[Instructions for the task]: Reproduce the passage of the Hydra client ID discussion below verbatim, from "I just want" up to and including "just the client_id.".

--- Quoted passage ---

At first I was dismayed about this idea of forcing uncustomizable client ids in Hydra, but the above paragraph has kind of turned me around. From a security and human error point of view, a random client id is stronger.

And it's true that other oAuth OPs like Github use random strings in this way.

I kind of agree with both sides. Perhaps, @aeneasr , rather than force this change, you could make it optional, even if you default to this new behavior. Allowing people to set some sort of CLIENT_ID_IS_CUSTOMIZABLE boolean config flag/env var? Or simply accept the --client-id flag/field when creating it, but generating a random one if not provided.

tsoestini commented 2 years ago

What is this "phishing attack" that can be carried out "against arbitrary applications"???

Phishing is a social engineering attack. It needs to be mounted against people. You can't phish an application.

Why should client_id ever be something that a human looks at and makes decisions upon so much that it can form the basis for a phishing attack?

Moreover, even if a human did make a decision based on it, how would that result in the attacker getting more information?

mig5 commented 2 years ago

I was just quoting an article. I didn't write it. I agree that's not phishing, the point they are making is that both client id and secret are needed to authenticate - if both are totally random instead of one potentially more-easily-guessable, that's technically more secure. (against a brute force attack - not as a phishing attack)

Anyway, not here to get emotional or argue (it's not my words anyway :) ) turning off notifications now, but interested to hear what happens in Hydra 2.0

tsoestini commented 2 years ago

Appreciate your context, it helps a lot. Wasn't trying to argue with you.

I just want to make sure the questions get put on the record so we can think critically about the decisions getting made.

It's quite possible there's an attack I'm missing, and, if so, I'd love to learn about it, primarily to make sure there's nothing else going wrong with how I'm going about things than just the client_id.

I very much agree with the OAuth spec section you quoted. I think it is important that the authorization server issues the client an id, that it not be secret, and that it not be used alone for identification. I also agree with your point that the spec leaves open how the authorization server assigns that ID.

tsoestini commented 2 years ago

I just came across this page: https://www.ory.sh/hydra/docs/next/guides/openid-connect-dynamic-client-registration/

I want to say that I support that for dynamic client registration that it should not be possible for the developer to specify their client id during registration.

My prior comments were under the assumption that this issue was about the REST API ( https://www.ory.sh/hydra/docs/reference/api/#operation/createOAuth2Client ) for creating clients on the admin (non-public) interface.

The REST API admin interface is used by our security administrators, who need to be able to define all the details of a client.

aeneasr commented 2 years ago

We will deprecate setting custom client IDs on the Admin API as well. It is already disabled on OpenID Connect Dynamic Client Registration.

The problem with letting people choose IDs is that it can lead to serious scalability issues if the ID generation mechanism is not cryptographically secure ("true" random) but e.g. sequential (1,2,3,4).

--- Entries shown ---

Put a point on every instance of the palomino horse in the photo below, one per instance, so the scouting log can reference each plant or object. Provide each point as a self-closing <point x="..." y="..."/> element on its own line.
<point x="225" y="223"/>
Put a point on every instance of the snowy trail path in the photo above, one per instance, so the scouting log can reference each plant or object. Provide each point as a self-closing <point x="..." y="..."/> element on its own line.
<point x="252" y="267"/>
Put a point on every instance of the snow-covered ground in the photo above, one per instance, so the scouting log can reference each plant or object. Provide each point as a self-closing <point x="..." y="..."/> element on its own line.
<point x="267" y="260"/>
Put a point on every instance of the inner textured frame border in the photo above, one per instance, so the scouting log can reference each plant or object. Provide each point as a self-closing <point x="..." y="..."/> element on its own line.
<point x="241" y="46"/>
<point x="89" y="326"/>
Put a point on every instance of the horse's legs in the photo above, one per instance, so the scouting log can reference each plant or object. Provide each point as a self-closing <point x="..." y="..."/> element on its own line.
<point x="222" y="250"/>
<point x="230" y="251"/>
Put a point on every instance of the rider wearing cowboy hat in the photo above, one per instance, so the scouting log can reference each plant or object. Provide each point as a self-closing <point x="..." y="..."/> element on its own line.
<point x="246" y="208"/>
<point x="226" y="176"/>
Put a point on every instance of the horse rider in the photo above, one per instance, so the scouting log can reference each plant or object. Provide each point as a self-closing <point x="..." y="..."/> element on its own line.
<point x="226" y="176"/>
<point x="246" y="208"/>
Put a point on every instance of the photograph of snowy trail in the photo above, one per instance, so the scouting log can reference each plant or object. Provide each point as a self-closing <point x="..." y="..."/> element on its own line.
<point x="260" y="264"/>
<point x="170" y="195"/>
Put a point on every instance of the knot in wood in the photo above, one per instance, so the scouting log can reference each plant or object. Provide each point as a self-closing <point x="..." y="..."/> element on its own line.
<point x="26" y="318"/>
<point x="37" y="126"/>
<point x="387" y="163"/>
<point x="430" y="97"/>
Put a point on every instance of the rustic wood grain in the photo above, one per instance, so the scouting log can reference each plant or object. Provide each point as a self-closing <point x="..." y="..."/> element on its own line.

---

[Response to this exercise]:
I just want to make sure the questions get put on the record so we can think critically about the decisions getting made.

It's quite possible there's an attack I'm missing, and, if so, I'd love to learn about it, primarily to make sure there's nothing else going wrong with how I'm going about things than just the client_id.